>> Begin Dataset records

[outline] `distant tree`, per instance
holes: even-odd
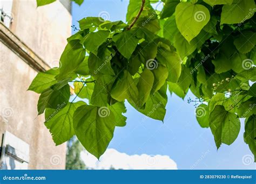
[[[66,158],[66,169],[85,169],[85,164],[80,157],[83,147],[76,137],[71,138],[68,142]]]

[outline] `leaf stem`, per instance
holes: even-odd
[[[92,81],[70,81],[70,82],[83,82],[84,83],[90,83],[90,82],[95,82],[96,80]]]
[[[136,21],[138,19],[139,16],[140,16],[140,14],[142,14],[142,11],[143,11],[143,9],[144,8],[144,5],[145,5],[145,2],[146,2],[146,0],[142,0],[142,5],[140,6],[140,9],[139,10],[139,12],[138,13],[138,15],[137,15],[137,16],[135,17],[135,18],[134,19],[133,21],[132,21],[132,22],[131,23],[131,24],[129,25],[129,26],[128,27],[128,28],[127,29],[128,30],[130,30],[132,27],[132,26],[135,24],[135,23],[136,23]]]

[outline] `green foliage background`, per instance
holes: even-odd
[[[183,98],[190,89],[201,102],[198,123],[210,127],[217,148],[234,142],[245,118],[244,141],[255,156],[254,1],[162,1],[159,12],[153,1],[130,0],[126,23],[82,19],[60,67],[37,75],[29,89],[41,94],[38,114],[45,112],[53,140],[76,135],[99,158],[115,127],[125,125],[125,100],[163,121],[167,89]],[[69,100],[72,84],[89,103]]]

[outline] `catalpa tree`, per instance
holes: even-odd
[[[152,1],[130,0],[126,23],[82,19],[60,67],[36,76],[29,89],[41,94],[38,114],[45,112],[53,141],[76,135],[99,158],[115,127],[125,125],[125,100],[163,121],[167,90],[182,98],[190,90],[217,148],[234,141],[245,118],[244,141],[256,156],[254,1],[162,1],[159,11]]]

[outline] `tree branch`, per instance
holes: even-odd
[[[140,14],[142,14],[142,11],[143,11],[143,9],[144,8],[144,5],[145,5],[145,2],[146,2],[146,0],[142,0],[142,5],[140,6],[140,9],[139,10],[139,12],[138,13],[138,15],[137,15],[137,16],[135,17],[135,18],[134,19],[133,21],[132,21],[132,22],[131,23],[131,24],[129,25],[129,26],[128,27],[128,28],[127,29],[128,30],[130,30],[132,27],[132,26],[135,24],[135,23],[136,23],[136,21],[138,20],[138,19],[139,18],[139,16],[140,16]]]

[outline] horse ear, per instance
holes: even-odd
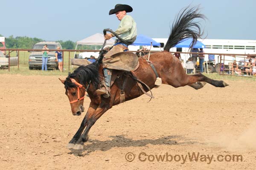
[[[62,80],[62,79],[60,79],[59,78],[59,79],[60,80],[60,81],[61,82],[62,82],[62,83],[64,84],[64,82],[65,82],[65,80]]]

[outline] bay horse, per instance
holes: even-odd
[[[203,87],[204,85],[201,82],[208,83],[216,87],[228,85],[223,81],[211,79],[201,73],[187,75],[180,60],[169,52],[170,48],[188,37],[193,38],[192,46],[198,37],[201,35],[200,24],[193,20],[196,18],[204,19],[204,17],[198,12],[198,8],[189,7],[181,11],[172,24],[164,51],[151,55],[151,63],[154,66],[159,77],[162,79],[162,83],[175,88],[187,85],[196,89]],[[64,85],[66,94],[70,102],[73,115],[80,115],[84,111],[83,102],[86,91],[90,99],[89,108],[79,129],[67,145],[68,148],[83,149],[84,142],[88,140],[89,131],[97,120],[113,106],[120,102],[119,92],[121,90],[125,93],[125,101],[136,98],[144,94],[137,85],[134,77],[148,86],[149,88],[145,84],[142,85],[145,91],[156,87],[156,74],[145,58],[140,57],[139,67],[132,73],[134,77],[126,74],[126,85],[123,89],[121,89],[120,85],[124,84],[122,77],[125,76],[125,72],[113,70],[113,73],[117,73],[118,76],[111,87],[110,97],[105,98],[96,94],[96,90],[99,88],[100,82],[103,78],[102,58],[102,56],[100,56],[100,59],[96,62],[80,66],[72,74],[69,73],[65,80],[60,79]]]

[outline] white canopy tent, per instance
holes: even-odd
[[[99,33],[96,33],[94,35],[84,38],[76,42],[76,46],[81,45],[102,45],[104,42],[104,36]],[[115,40],[110,39],[107,40],[106,45],[113,45]]]
[[[76,42],[76,50],[77,48],[78,45],[103,45],[105,39],[104,36],[99,33],[96,33],[94,35],[90,36],[87,38],[84,38]],[[107,40],[106,42],[106,45],[113,45],[115,43],[115,40],[113,39]],[[76,52],[75,51],[74,58],[76,56]]]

>> End Dataset records

> **Given task**:
Gather every line in the data above that contains the word "outline". Case counts.

> **Written response**:
[outline] `distant tree`, per instance
[outline] `leaf stem`, per instance
[outline] `green foliage background`, per instance
[outline] `catalpa tree`, per instance
[outline] `tree branch`, per instance
[outline] horse ear, per instance
[outline] bay horse, per instance
[outline] white canopy tent, per instance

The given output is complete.